» Passage:
▼

If the pandemic taught us anything, it’s that understanding the whole student matters. Since March of 2020, billions of dollars and hundreds of thousands of person hours have been spent enabling remote learning access, rolling out strategic student supports—particularly around mental health—and providing emergency aid for students struggling with basic needs.
All the while, the committed educators focused on meeting this moment embraced a clear truth: Maslow trumps Bloom on learning journeys. Whether its early learning, K-12, higher education, or job training, we have been forcefully reminded by COVID to focus on the whole student experience if we want our learners to begin, continue, and succeed on their pathways to and through education.
Even pre-pandemic, a holistic student supports approach was becoming an essential feature of student success initiatives, particularly as the focus on student completion took hold over the last decade. However, much of this work has been anchored in strategic outreach and advising reform. With what we’ve learned and lived through over the last two years in rethinking instruction and student support with learner experiences at the center, we are now challenged to embrace this perspective in a more fulsome and integrative way in the learning process itself. Put simply: now is the time for learning experience designers.
From Instructional Design to Learning Experience Design
“Great designers are great empathizers. It’s what separates a design that has soul from one that’s simply well-realized.” – Paul Backet, Design Educator
Traditionally, learning designers placed instruction at the center of their work. Indeed, the dominant degree received in this discipline area over the last few decades has been a Masters in Instructional Design—including at WGU. However, advances in UX, gamification, and online learning have revealed the need to place learning experience at the center of this work, with a special admonition to better understand and empathize with the needs, wants, and lived experiences of our changing learners—e.g., first-generation, diverse, privilege, poverty, trauma, working, or parents—and what their experiences are with the full program, instruction and support.

▲

» Entries provided:
▼

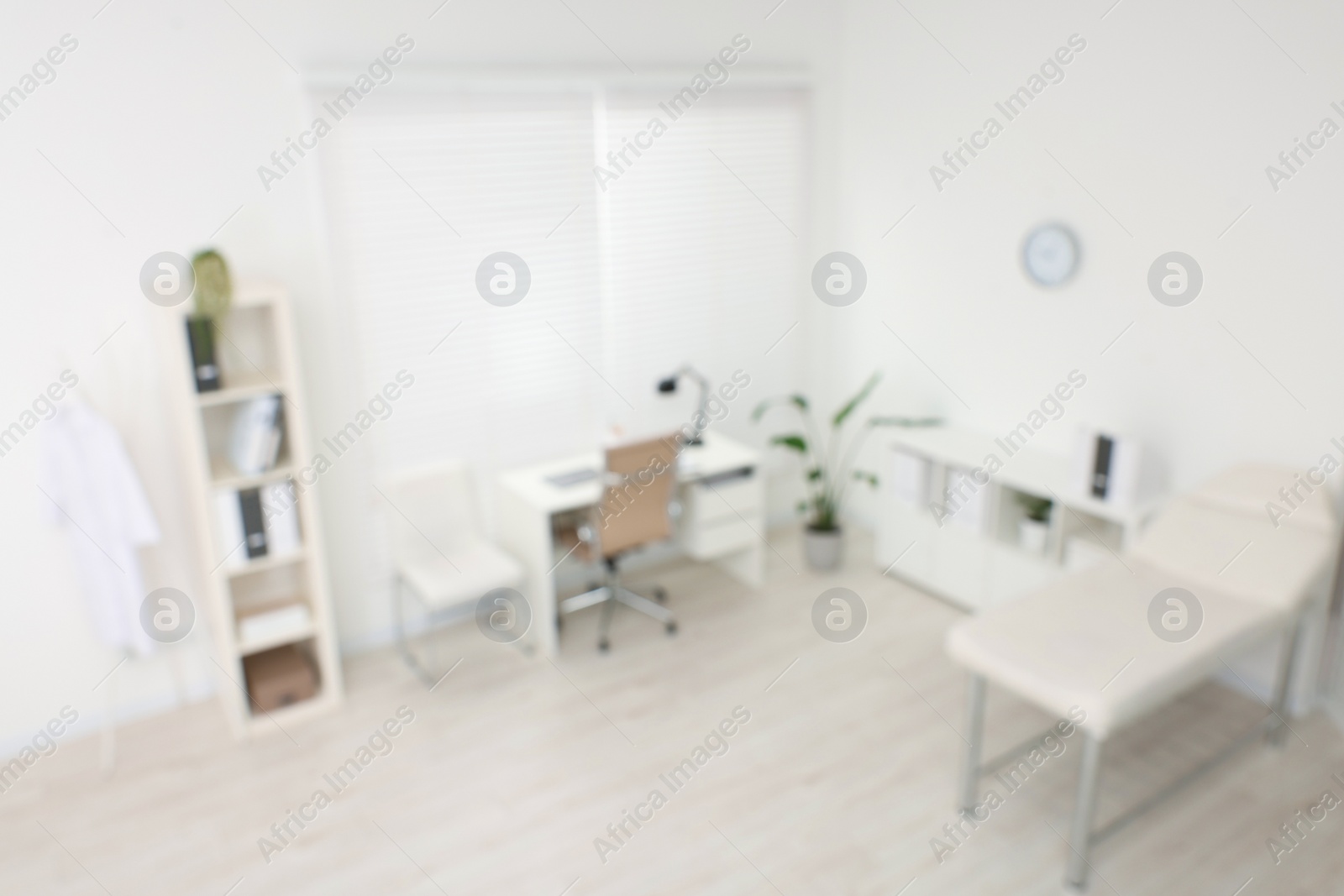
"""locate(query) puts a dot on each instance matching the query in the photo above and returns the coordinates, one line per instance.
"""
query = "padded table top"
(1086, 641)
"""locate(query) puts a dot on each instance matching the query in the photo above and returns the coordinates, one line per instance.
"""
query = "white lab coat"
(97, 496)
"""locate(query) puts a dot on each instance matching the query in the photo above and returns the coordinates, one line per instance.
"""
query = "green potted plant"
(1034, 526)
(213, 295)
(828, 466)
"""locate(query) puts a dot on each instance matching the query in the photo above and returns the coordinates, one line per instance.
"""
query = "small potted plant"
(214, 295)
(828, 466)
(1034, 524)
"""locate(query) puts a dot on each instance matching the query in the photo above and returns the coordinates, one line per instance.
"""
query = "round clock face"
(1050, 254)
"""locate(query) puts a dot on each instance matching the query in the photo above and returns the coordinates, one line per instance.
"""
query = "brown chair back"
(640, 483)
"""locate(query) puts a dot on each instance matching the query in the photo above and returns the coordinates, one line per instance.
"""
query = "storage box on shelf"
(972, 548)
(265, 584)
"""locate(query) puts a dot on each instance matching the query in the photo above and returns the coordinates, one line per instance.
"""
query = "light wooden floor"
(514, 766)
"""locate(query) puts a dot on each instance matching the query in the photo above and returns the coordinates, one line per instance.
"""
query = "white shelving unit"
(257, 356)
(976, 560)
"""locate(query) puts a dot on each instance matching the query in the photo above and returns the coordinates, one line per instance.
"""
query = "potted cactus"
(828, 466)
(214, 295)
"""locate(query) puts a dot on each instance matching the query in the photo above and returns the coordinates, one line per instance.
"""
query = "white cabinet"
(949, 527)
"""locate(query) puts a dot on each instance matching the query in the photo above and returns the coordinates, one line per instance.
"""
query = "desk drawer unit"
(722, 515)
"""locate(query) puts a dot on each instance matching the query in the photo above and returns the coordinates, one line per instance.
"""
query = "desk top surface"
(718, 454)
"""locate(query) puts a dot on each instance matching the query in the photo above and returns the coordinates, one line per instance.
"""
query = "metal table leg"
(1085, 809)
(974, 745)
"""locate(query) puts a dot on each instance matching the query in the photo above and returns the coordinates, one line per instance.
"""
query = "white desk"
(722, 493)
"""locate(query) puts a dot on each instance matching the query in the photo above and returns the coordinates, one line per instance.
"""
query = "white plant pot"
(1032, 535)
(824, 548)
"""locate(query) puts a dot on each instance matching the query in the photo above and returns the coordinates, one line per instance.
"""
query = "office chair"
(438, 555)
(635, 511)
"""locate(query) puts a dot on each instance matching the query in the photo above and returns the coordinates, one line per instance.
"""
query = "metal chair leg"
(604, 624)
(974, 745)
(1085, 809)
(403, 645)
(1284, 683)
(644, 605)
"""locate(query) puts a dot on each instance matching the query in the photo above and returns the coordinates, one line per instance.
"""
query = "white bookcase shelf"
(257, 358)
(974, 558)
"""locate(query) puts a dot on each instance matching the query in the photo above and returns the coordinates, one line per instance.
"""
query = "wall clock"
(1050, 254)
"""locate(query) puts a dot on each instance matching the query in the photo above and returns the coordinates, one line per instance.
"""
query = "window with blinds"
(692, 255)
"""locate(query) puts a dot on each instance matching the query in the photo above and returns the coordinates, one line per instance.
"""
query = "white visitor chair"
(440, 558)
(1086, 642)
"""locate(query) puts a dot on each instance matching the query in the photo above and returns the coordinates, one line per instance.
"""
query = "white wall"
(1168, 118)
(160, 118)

▲

» Task 1: Transcribe the part of the learning experience design text that opens with the words containing "Even pre-pandemic, a" and closes with "learning experience designers.".
» Task 2: According to the learning experience design text, what has been the dominant degree in the learning design discipline over the last few decades?
» Task 3: List every stage or kind of education that the learning experience design text names as part of learners' pathways.

» Answer space 1:
Even pre-pandemic, a holistic student supports approach was becoming an essential feature of student success initiatives, particularly as the focus on student completion took hold over the last decade. However, much of this work has been anchored in strategic outreach and advising reform. With what we’ve learned and lived through over the last two years in rethinking instruction and student support with learner experiences at the center, we are now challenged to embrace this perspective in a more fulsome and integrative way in the learning process itself. Put simply: now is the time for learning experience designers.

» Answer space 2: A Masters in Instructional Design.

» Answer space 3:
- early learning
- K-12
- higher education
- job training